Washington, DC — The Palm Beach County Department of Health has instituted formal enforcement proceedings against the City of Boca Raton for a raft of drinking water violations, according to documents released today by Public Employees for Environmental Responsibility (PEER). One of the city utility workers who reported the problems was restored to her job by a review board while the other worker will take her appeal to state court.
The April 24, 2009 “Warning Letter” from the Palm Beach County Health Department concludes that the workers’ complaints of widespread problems in the city’s water distribution system had been verified. The letter details systemic weaknesses in city procedures for protecting drinking water, including:
- Inadequate cross-contamination safeguards to prevent waste water from entering drinking water lines. The Health Department found the city had been aware of problems since February 2006;
- Dangerously low water pressure that could allow backflow of contaminated water into drinking water distribution. The city blamed numerous low readings on the location of the sensors but city officials had selected the sensor locations; and
- Serious doubts about the accuracy of city fecal coliform readings. The Health Department ordered the city to surrender lab reports, chain-of-custody logs and “all communications related to the invalidation of any bacteriological samples…”

• Assignment A: In the news release on Boca Raton's drinking water, translate this sentence into Spanish: "One of the city utility workers who reported the problems was restored to her job by a review board while the other worker will take her appeal to state court."
• Assignment B: Carry on the news release on Boca Raton's drinking water from the point where it stops.

(Region pointing data)
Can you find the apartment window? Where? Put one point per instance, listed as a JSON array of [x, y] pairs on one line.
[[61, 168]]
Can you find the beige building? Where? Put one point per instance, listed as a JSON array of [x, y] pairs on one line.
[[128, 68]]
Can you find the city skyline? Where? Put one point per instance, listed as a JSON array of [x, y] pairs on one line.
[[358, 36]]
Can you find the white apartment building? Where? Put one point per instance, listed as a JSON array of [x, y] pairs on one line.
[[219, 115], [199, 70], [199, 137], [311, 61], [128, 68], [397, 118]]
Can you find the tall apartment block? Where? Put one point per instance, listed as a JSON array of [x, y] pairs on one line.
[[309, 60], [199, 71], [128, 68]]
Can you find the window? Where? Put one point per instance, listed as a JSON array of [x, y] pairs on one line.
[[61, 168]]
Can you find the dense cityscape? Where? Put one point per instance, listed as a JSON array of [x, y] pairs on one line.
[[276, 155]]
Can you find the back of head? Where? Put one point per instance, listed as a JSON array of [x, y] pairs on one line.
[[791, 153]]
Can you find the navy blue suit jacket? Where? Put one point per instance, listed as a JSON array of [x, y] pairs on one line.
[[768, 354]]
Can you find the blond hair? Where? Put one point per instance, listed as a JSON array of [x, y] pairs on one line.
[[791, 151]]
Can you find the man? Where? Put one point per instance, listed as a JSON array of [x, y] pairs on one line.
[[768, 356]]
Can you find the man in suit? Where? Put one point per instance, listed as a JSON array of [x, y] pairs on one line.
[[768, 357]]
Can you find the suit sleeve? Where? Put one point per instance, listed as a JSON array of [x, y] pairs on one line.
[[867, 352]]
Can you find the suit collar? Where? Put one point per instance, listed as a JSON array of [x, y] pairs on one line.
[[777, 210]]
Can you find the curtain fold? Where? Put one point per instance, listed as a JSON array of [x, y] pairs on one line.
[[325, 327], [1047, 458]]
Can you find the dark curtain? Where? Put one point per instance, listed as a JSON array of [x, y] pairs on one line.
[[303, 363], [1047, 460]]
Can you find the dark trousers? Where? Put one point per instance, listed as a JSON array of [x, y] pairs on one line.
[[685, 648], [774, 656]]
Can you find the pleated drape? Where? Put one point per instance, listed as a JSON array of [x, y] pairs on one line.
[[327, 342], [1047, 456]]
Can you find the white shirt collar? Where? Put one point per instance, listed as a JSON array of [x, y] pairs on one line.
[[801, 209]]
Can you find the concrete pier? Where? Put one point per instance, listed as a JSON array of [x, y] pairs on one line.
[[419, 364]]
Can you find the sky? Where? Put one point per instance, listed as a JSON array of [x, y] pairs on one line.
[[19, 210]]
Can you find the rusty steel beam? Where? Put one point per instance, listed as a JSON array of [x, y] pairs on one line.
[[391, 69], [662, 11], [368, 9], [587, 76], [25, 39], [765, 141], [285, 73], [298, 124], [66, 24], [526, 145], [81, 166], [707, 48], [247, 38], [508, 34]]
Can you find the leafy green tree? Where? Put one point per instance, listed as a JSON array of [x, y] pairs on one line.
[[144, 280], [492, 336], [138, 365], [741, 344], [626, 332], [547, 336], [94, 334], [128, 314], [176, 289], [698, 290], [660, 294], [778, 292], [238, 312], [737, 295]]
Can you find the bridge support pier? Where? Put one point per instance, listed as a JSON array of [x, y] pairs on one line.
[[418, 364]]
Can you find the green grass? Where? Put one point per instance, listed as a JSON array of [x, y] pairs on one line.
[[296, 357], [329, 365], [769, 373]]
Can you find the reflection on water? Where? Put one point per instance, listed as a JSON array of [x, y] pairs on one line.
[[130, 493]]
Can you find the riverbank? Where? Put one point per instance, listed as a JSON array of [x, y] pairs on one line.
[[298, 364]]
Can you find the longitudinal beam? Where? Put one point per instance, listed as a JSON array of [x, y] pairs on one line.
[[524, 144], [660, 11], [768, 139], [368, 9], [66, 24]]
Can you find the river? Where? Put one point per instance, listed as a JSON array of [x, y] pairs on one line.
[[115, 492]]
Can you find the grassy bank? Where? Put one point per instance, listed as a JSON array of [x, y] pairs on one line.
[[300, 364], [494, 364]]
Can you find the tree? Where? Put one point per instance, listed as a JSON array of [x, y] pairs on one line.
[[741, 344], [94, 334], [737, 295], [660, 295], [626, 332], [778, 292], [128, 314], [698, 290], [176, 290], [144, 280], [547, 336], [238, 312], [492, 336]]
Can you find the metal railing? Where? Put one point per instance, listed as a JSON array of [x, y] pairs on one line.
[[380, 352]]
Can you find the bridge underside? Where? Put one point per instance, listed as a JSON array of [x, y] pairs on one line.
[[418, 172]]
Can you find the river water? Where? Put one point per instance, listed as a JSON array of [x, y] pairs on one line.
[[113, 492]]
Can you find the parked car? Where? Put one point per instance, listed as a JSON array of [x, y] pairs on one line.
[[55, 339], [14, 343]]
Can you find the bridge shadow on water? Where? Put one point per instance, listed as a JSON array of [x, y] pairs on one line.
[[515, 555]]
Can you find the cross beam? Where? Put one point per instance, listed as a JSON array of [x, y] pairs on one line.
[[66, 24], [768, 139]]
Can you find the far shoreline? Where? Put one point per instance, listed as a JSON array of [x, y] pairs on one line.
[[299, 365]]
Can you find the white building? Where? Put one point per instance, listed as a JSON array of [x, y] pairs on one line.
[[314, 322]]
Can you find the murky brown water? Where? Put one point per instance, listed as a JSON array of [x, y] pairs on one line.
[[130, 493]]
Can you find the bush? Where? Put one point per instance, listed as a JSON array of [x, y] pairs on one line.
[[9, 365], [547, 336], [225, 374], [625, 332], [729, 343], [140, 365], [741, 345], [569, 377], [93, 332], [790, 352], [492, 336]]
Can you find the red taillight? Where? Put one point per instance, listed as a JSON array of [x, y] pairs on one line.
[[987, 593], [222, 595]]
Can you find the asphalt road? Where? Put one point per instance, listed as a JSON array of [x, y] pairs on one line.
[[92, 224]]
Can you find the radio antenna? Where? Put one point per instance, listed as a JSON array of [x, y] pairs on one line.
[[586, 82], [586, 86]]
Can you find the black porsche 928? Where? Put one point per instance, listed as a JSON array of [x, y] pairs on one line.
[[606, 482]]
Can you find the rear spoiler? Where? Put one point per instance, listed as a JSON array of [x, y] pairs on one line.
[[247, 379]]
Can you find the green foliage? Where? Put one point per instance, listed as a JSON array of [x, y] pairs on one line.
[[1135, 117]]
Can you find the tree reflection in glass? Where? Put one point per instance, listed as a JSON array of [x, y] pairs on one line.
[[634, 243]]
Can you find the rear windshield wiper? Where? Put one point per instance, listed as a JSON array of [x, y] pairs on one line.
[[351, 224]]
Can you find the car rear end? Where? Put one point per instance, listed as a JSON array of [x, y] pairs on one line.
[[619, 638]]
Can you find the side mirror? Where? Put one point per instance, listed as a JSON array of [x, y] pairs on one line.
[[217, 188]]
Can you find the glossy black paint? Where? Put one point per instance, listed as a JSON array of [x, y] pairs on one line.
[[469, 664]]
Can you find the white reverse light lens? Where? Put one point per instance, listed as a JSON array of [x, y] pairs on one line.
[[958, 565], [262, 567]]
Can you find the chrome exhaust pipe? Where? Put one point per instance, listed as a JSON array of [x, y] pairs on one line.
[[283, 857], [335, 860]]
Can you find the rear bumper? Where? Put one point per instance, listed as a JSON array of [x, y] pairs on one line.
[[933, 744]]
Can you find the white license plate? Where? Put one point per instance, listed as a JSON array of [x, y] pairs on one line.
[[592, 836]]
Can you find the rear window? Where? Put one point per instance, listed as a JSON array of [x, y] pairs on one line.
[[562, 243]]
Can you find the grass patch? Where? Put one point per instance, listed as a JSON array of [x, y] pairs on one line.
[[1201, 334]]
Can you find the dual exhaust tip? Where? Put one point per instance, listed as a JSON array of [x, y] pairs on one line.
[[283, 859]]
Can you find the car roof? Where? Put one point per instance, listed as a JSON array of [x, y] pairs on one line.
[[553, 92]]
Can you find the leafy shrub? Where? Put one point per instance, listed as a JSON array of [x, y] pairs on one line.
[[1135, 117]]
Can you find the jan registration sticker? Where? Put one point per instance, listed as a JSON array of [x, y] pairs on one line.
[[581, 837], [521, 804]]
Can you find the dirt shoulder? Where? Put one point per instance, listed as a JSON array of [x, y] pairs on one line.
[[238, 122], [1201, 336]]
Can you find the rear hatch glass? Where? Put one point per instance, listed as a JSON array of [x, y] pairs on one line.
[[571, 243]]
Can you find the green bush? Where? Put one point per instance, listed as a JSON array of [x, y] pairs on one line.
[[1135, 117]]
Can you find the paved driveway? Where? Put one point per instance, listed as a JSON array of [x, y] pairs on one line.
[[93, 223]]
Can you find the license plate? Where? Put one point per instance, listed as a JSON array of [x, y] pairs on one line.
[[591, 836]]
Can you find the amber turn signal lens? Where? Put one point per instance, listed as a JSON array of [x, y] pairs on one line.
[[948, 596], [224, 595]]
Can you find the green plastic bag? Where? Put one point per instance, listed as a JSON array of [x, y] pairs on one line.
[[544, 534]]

• Your response A: Una de las trabajadoras de servicios públicos de la ciudad que denunciaron los problemas fue restituida en su puesto por una junta de revisión, mientras que la otra trabajadora llevará su apelación a un tribunal estatal.

• Your response B:
The letter ended with a telling request “that City staff allow the Health Department to review the data and not attempt to interfere or influence the outcome of the investigation”. The Health Department began these formal proceedings after Boca Raton officials refused to sign a consent order admitting violations.
“Something is rotten in Boca Raton,” stated PEER Executive Director Jeff Ruch. “These problems were widely known inside the utilities department but only two public servants had the courage to step up.”
The South Florida city fired two of its key water Quality Control staff members just before last Christmas after it learned that they had reported violations to authorities. Angela Romero, an inspector, was restored to her position by a civil service review board. Christine Ferrigan, who had served as Utility Coordinator for 23 years, was not restored and will take her whistleblower claim to state court.
After it finishes the next stage of its review, the Health Department could impose fines or even order the closure of the city water utility, shifting drinking water distribution to Palm Beach County. In addition, if it confirms falsification or improper alteration of laboratory reports or other official records, the Health Department could refer criminal charges against responsible officials to state prosecutors.